**Texte retenu**
>>>>

Cette semaine une interview un peu spéciale avec MP7. Comme pour ma dernière interview avec Pascal26K, on va essayer de découvrir un domaine photographique.
Matthieu Berroneau est un membre du forum spécialisé dans la prises de vue des reptiles et batraciens de notre région et d’ailleurs. Tu es déjà bien connu du forum, tu as déjà été interviewé l’année dernière par borntoswim29 au sujet de ton voyage en Iran. On t’a aussi vu à l’honneur en 2014 mis en avant par FREDW. Tu as aussi un sacré palmarès sur le forum avec pas moins de 6 images en galerie qui ont passé la rampe de plus de ¾ des votes positifs du staff du forum, bravo

Depuis, de l’eau a coulé sous les ponts, tu es reparti en Uganda avec de superbes images. Une des choses qui me vient à l’esprit en voyant ces images c’est pourquoi revient tu en France ? Les espèces ont l’air bien plus colorées et intéressantes ailleurs non ?
- Bonjour à tous, bonjour à toi Lionel. Et merci pour ce bel état des lieux

Pourquoi je rentre en France ? Je vais te répondre qu'il faut bien travailler !
Si j'avais le choix et la possibilité, je partirais encore plus souvent... mais ces voyages étant réalisés - pour l'instant - en majorité sur mes jours de congés... je suis bien obligé de rentrer de temps en temps !
Ensuite, j'ai toujours des nouveaux clichés à réaliser ici en France, que ce soit dans le cadre de mon activité d'Auteur Photographe, ou plus directement dans le cadre du boulot. Car oui, je travaille en tant qu'herpétologue (spécialiste Amphibiens Reptiles) dans le sud-ouest de la France, et ce travail englobe un travail photographique assez important utilisé pour toutes mes actions de sensibilisation (affiches, ouvrages, sites Internet, etc.)...

<<<<

**Exercice**
D'après l'interview, quel métier Matthieu Berroneau exerce-t-il, et dans quelle région ?

Éléments du jeu de données
>>>>

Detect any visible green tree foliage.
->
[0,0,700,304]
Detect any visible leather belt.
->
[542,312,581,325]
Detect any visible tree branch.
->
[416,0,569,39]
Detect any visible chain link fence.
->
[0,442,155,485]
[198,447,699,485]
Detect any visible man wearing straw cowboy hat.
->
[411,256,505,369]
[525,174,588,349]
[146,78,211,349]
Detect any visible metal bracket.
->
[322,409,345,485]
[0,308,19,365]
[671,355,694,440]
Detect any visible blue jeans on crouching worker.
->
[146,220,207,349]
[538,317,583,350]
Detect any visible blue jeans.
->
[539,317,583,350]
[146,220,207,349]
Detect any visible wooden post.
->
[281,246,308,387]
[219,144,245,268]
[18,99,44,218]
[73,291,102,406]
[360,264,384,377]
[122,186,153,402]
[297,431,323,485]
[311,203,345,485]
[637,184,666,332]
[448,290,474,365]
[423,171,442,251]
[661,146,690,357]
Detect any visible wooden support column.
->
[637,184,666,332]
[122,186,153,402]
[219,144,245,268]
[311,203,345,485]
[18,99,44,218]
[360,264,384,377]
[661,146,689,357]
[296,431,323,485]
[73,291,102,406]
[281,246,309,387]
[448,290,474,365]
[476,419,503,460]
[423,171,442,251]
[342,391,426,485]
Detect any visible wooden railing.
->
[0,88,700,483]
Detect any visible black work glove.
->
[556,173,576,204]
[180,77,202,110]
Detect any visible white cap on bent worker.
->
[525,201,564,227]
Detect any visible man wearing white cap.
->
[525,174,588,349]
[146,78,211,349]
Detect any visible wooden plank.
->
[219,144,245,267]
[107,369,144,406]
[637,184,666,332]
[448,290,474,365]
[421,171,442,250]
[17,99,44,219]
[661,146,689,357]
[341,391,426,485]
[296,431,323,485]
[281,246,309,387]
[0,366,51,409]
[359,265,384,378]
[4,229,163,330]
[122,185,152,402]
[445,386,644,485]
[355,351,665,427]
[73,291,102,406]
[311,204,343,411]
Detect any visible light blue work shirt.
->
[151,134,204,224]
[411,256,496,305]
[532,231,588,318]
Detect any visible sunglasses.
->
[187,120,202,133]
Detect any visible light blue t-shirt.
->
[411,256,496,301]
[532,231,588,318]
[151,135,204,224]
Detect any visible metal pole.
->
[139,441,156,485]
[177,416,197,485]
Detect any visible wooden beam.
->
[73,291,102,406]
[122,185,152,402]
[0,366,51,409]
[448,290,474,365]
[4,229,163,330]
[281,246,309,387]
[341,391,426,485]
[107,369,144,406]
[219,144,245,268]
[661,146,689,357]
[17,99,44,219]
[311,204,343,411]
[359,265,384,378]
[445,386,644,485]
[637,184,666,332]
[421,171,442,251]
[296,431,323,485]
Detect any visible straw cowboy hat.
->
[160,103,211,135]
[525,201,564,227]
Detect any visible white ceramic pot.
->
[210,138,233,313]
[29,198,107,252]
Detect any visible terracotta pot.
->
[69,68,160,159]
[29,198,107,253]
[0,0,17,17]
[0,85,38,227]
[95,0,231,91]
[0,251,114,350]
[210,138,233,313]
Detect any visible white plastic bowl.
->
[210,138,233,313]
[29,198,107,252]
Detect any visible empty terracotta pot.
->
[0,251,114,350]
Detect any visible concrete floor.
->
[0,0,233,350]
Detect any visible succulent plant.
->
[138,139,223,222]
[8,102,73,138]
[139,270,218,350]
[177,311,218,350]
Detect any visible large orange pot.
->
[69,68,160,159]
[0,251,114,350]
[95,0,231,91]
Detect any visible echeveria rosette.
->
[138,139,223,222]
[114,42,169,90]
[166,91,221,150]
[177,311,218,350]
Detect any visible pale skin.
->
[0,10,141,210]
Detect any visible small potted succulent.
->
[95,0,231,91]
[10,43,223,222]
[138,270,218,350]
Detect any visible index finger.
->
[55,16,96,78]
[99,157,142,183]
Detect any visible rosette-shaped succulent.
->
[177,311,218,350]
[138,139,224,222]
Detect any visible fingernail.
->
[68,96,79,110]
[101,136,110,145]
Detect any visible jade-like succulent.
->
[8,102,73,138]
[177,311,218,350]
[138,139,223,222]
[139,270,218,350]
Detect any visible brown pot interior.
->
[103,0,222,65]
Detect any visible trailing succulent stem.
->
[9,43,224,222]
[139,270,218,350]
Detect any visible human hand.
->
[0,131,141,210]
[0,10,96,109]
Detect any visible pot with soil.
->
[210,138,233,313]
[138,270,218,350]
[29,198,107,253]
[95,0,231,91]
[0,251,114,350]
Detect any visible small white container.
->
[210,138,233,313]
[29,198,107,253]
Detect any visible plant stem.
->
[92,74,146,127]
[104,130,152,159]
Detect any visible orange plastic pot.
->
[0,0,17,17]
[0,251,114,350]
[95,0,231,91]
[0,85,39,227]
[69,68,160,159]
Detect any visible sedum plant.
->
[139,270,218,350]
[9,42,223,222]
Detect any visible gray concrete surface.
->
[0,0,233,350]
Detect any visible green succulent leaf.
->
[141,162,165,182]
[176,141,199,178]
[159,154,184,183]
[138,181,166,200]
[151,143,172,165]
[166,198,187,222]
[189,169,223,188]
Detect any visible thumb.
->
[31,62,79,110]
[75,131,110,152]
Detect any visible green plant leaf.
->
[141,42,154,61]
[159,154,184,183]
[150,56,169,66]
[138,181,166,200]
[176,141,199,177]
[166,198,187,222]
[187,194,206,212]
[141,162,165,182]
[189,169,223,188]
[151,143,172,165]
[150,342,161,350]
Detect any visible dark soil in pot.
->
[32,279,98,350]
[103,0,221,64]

<<<<

**Réponse complète**
Il est herpétologue (spécialiste des amphibiens et des reptiles) dans le sud-ouest de la France.